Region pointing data

=======

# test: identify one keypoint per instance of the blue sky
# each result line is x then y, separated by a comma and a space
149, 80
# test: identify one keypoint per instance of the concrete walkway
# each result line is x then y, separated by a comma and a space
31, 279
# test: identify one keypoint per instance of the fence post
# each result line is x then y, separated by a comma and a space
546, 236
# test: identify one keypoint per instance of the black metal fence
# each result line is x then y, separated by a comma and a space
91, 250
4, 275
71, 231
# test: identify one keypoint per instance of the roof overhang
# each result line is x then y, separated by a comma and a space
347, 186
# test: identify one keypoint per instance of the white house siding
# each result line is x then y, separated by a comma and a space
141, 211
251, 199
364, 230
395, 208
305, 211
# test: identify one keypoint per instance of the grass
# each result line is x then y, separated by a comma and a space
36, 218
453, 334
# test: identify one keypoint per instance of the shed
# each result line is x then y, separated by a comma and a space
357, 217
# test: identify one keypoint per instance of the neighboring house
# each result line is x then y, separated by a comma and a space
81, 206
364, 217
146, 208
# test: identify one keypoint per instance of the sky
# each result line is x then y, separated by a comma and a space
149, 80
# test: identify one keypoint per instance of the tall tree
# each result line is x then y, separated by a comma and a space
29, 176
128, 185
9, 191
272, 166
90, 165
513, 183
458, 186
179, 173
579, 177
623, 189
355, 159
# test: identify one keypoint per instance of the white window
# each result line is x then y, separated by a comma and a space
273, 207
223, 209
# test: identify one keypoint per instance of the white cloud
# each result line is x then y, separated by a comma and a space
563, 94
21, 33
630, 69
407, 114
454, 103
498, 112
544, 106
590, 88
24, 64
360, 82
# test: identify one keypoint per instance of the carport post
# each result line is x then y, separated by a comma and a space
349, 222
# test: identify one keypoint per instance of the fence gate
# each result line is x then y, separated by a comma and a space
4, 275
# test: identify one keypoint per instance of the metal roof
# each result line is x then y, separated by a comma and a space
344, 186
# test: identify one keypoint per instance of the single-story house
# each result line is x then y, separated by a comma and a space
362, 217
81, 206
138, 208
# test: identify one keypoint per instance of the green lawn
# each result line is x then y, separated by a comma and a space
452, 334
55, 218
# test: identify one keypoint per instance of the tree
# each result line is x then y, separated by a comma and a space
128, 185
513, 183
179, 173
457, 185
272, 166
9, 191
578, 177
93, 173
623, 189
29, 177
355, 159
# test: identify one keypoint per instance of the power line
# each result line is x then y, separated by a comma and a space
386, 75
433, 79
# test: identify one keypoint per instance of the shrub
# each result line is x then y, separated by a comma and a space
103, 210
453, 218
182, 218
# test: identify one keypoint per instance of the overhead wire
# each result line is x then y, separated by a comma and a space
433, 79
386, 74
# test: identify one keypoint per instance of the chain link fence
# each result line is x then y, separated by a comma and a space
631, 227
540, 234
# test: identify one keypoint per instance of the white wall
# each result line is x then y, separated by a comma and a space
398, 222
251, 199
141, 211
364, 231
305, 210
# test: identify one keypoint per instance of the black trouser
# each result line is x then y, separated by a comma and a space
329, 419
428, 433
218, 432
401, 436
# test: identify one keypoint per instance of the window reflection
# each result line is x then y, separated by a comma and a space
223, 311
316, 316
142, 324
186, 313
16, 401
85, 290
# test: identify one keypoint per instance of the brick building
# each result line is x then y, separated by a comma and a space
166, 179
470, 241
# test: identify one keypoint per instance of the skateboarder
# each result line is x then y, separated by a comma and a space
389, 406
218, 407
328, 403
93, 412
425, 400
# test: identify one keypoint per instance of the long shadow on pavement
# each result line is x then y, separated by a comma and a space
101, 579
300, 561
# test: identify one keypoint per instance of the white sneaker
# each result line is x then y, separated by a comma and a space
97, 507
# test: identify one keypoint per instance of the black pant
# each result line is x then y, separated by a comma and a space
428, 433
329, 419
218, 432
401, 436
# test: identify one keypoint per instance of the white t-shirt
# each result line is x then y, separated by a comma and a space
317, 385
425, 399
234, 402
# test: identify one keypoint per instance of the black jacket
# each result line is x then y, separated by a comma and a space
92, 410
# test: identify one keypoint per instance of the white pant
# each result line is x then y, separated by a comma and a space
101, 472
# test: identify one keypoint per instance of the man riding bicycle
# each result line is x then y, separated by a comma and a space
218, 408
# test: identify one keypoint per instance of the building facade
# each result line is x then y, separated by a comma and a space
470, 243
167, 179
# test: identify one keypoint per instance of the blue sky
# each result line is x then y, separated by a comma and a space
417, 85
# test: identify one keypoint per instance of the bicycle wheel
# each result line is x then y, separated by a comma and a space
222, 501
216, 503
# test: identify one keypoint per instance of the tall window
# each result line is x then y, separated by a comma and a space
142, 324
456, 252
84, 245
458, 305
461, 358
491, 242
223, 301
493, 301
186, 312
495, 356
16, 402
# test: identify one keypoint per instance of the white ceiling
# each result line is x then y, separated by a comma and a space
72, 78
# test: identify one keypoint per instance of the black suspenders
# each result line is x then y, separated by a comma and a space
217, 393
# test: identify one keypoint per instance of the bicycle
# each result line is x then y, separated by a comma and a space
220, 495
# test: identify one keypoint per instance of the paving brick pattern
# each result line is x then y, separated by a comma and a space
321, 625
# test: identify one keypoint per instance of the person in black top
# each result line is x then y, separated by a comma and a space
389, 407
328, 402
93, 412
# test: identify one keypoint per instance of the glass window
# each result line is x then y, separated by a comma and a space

=======

Directions
Write out all records exactly, keeping every detail.

Expected output
# test: identify one keypoint per instance of the blue sky
# each result line is x then y, separated by a comma and a space
149, 80
# test: identify one keypoint per instance of the concrete walkway
# each result line is x then y, separated by a comma and a space
31, 279
# test: identify one keypoint per instance of the fence post
# each result line is x then y, separated by a comma and a space
546, 236
# test: identify one keypoint per instance of the black metal fence
# each result line is x then y, separated by a comma and a space
91, 250
4, 275
71, 231
# test: identify one keypoint per instance of the roof overhang
# each result line is x then y, separated by a comma and a space
347, 186
# test: identify one keypoint per instance of the white house siding
# each result line is x then y, separated by a comma and a space
141, 211
251, 199
364, 230
395, 208
305, 211
# test: identify one keypoint per instance of the grass
# each result line is x then y, separated by a comma and a space
36, 218
453, 334
# test: identify one keypoint per instance of the shed
# each result line is x then y, separated by a comma and a space
357, 217
# test: identify one keypoint per instance of the neighboring house
# each result line is x then y, separated by a comma and a space
81, 206
364, 217
146, 208
# test: identify one keypoint per instance of the sky
# each result line is x then y, separated by a comma and a space
149, 80
# test: identify one keypoint per instance of the tall tree
# each result line is x then y, separated by a comma and a space
29, 176
128, 185
9, 191
272, 166
90, 165
513, 183
458, 186
179, 173
579, 177
623, 189
355, 159
# test: identify one keypoint per instance of the white window
# each result line is x then y, separated by a comma and a space
273, 207
223, 209
# test: identify one keypoint per instance of the white cloud
# each result line is x then y, separated by a comma and a space
563, 94
21, 33
630, 69
407, 114
454, 103
498, 112
544, 106
590, 88
24, 64
360, 82
# test: identify one keypoint per instance of the carport post
# each result line is x then y, separated by a comma and a space
349, 222
# test: identify one keypoint per instance of the fence gate
# each result line is x then y, separated by a comma and a space
4, 275
# test: identify one keypoint per instance of the metal roof
# each result line is x then y, separated by a comma and a space
344, 186
# test: identify one keypoint per instance of the single-story house
# each result line is x then y, separated by a comma and a space
362, 217
81, 206
138, 208
# test: identify one keypoint per instance of the green lawn
# each result line is x then y, separated by a comma and a space
452, 334
55, 218
# test: identify one keypoint per instance of the tree
# each result line is x then y, separated by a comma and a space
128, 185
513, 183
179, 173
457, 185
272, 166
9, 191
578, 177
93, 173
623, 189
29, 177
355, 159
# test: identify one keypoint per instance of the power line
# each result line is x then y, separated by a comma and a space
386, 75
433, 79
# test: identify one keypoint per instance of the shrub
# each result line is x then y, separated by a comma and a space
103, 210
453, 218
182, 218
# test: identify one keypoint per instance of the overhead wire
# each result line is x then y, separated by a comma and a space
433, 79
386, 74
# test: identify one keypoint per instance of the chain link fence
# each result line is x then y, separated by a comma and a space
631, 227
540, 234
# test: identify one keypoint per instance of the white wall
# each result line is x then y, separated by a comma and a space
398, 222
251, 199
141, 211
364, 231
305, 210
# test: identify one keypoint per instance of the black trouser
# each result line is x then y, separated by a comma and a space
329, 419
428, 433
218, 432
401, 436
# test: identify one keypoint per instance of the window reflection
# each result line is x then y, separated by a comma and a space
223, 311
316, 316
142, 324
186, 313
16, 401
85, 290
# test: identify one keypoint per instance of the brick building
# each result line is x then y, separated by a comma and a space
166, 179
470, 241
# test: identify one keypoint per instance of the skateboarder
# each result line is x then y, separated by a comma and a space
389, 406
218, 407
328, 403
93, 412
425, 400
# test: identify one keypoint per instance of the long shadow on pavement
# each result line is x then y, separated by a comma and a space
101, 579
300, 561
# test: identify one keypoint per instance of the white sneaker
# each result line is x then y, separated by a comma and a space
97, 507
# test: identify one keypoint per instance of the black pant
# each result line is x then y, separated by a comma and a space
428, 433
329, 419
218, 432
401, 436
# test: identify one keypoint per instance of the white t-shirt
# each result line is x then y, separated by a comma and a space
317, 385
425, 399
234, 402
# test: identify one keypoint per instance of the black jacket
# each result line is x then y, separated by a comma and a space
92, 410
# test: identify one keypoint per instance of the white pant
# each result line is x then y, separated by a comma and a space
101, 472
# test: identify one keypoint per instance of the man riding bicycle
# each result line is x then y, separated by a comma and a space
218, 408
# test: identify one keypoint per instance of the building facade
# each result line is x then y, separated by a comma and a space
470, 243
167, 179
# test: identify one keypoint per instance of the blue sky
# each result line is x then y, separated by a comma and a space
417, 85
# test: identify one keypoint per instance of the bicycle wheel
# each result line is x then y, separated by a comma and a space
222, 501
216, 503
# test: identify one keypoint per instance of the tall window
# each result line is x then y, separated by a comma and a space
142, 324
456, 252
84, 245
458, 305
461, 358
491, 242
223, 301
493, 301
186, 312
495, 356
16, 402
# test: identify one keypoint per instance of the white ceiling
# each result line is x then y, separated by a comma and a space
72, 78
# test: identify one keypoint per instance of the black suspenders
# each result line is x then y, separated by a comma and a space
217, 393
# test: identify one keypoint per instance of the bicycle
# each result line is x then y, separated by a comma and a space
220, 495
# test: identify one keypoint per instance of the paving brick pattern
# each result line is x then y, separated by a comma and a space
321, 625
# test: identify one keypoint per instance of the person in black top
# each result line is x then y, separated by a comma and a space
389, 407
328, 402
93, 412
# test: identify one keypoint per instance of the glass window
# each result line is x then y, separated by a comma and a space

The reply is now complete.